Improve Data Clustering on Multiple Columns Concurrently (Two Suns in the Sunset)

Improve Data Clustering on Multiple Columns Concurrently (Two Suns in the Sunset) March 12, 2018

Posted by Richard Foote in 12c, Attribute Clustering, Clustering Factor, Online DDL, Oracle Indexes.
trackback

I’ve had a couple of recent discussions around clustering and how if you attempt to improve the clustering of a table based on a column, you thereby ruin the current clustering that might exist for a different column. The common wisdom being you can only order the data one way and if you change the order, you might improve things for one column but totally stuff things up for another.

However, that’s not strictly correct. Depending on the characteristics of your data, you can potentially order (or interleave) data based on multiple columns concurrently. It’s quite possible to have good or good enough clustering on multiple columns and this is extremely important for indexes, as the efficiency of an index can be directly impacted by the clustering of data on the underlining tables.

So to illustrate, I’m going to create a table that initially has terrible clustering on two unrelated columns (code and grade) :

SQL> create table ziggy (id number, code number, grade number, name varchar2(42));

Table created.

SQL> insert into ziggy select rownum, mod(rownum, 100)+1, ceil(dbms_random.value(0,100)), 'ZIGGY STARDUST'
from dual connect by level  commit;

Commit complete.

SQL> exec dbms_stats.gather_table_stats(ownname=>null, tabname=> 'ZIGGY', method_opt=>'FOR ALL COLUMNS SIZE 1');

PL/SQL procedure successfully completed.

SQL> create index ziggy_code_i on ziggy(code);

Index created.

SQL> create index ziggy_grade_i on ziggy(grade);

Index created.

SQL> select index_name, clustering_factor, num_rows from user_indexes
where table_name='ZIGGY';

INDEX_NAME           CLUSTERING_FACTOR   NUM_ROWS
-------------------- ----------------- ----------
ZIGGY_CODE_I                   1748800    4000000
ZIGGY_GRADE_I                  1572829    4000000

So with values for both columns distributed all throughout the table, the Clustering Factor of both the CODE and GRADE indexes are both quite poor (values of 1748800 and 1572829 respectively). Even though both columns have 100 distinct values (and so a selectivity of 1%), the CBO will likely consider the indexes too inefficient to use:

SQL> select * from ziggy where code=42;

40000 rows selected.

- Recorded information

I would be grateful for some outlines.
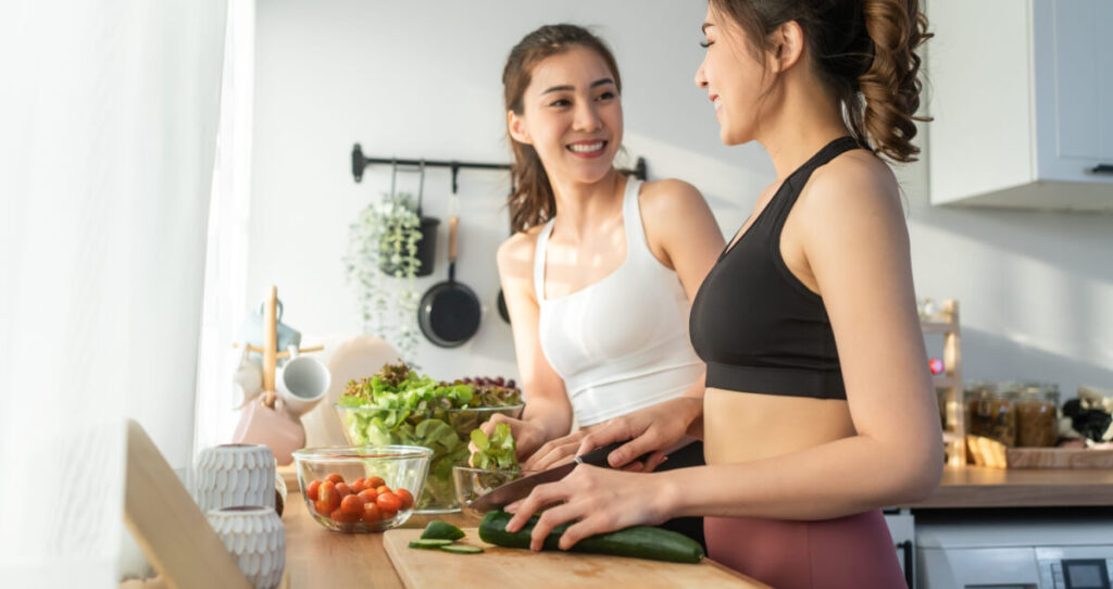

- Written problem 1
Summarize the post on data clustering in two sentences.
- Written problem 2
From the post on data clustering, output the passage starting at "SQL> insert into" and ending at "Commit complete.".

- Worked answer 1
The post challenges the common view that improving a table's clustering for one column ruins it for another, arguing that data can, depending on its characteristics, be ordered or interleaved on multiple columns concurrently, which matters because index efficiency depends on how well the underlying table data is clustered. To illustrate, it creates a table with terrible clustering on two unrelated columns, code and grade, whose indexes show poor clustering factors of 1748800 and 1572829, so the optimizer will likely consider them too inefficient to use.

- Worked answer 2
SQL> insert into ziggy select rownum, mod(rownum, 100)+1, ceil(dbms_random.value(0,100)), 'ZIGGY STARDUST'
from dual connect by level  commit;

Commit complete.